* Work instructions *
Write out the entire listing below exactly, with the pictures left out.

* Material to process *
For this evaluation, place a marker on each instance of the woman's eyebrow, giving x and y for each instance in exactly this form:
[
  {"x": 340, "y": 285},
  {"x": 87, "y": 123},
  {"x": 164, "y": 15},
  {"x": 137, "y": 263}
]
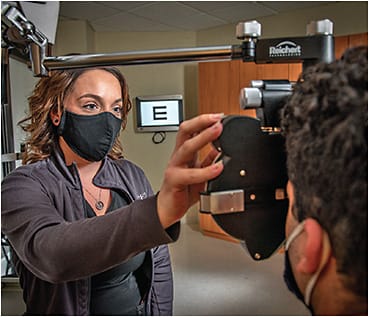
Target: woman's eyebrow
[{"x": 97, "y": 97}]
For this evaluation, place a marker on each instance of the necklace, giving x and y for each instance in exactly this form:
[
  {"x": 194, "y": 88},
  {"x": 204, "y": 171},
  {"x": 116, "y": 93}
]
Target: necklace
[{"x": 98, "y": 203}]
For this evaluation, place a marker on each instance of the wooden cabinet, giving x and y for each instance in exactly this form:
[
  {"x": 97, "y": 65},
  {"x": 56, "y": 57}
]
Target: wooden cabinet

* Answer to the task *
For this evaluation, place a marker on each instance of the woman's eyebrow, giving x and y for each instance in exactly this form:
[
  {"x": 340, "y": 285},
  {"x": 87, "y": 123},
  {"x": 164, "y": 15},
  {"x": 137, "y": 263}
]
Target: woman's eyebrow
[{"x": 97, "y": 97}]
For this evaluation, place a marker on each instance of the necklace, giving x and y for each instance in exactly this form:
[
  {"x": 194, "y": 88},
  {"x": 204, "y": 171},
  {"x": 116, "y": 93}
]
Target: necklace
[{"x": 98, "y": 203}]
For this evaluation, place a marker on each instance of the wooden cabinet, giving x and y for each instance in exactly this form:
[
  {"x": 97, "y": 65},
  {"x": 56, "y": 57}
]
Target: wooden cabinet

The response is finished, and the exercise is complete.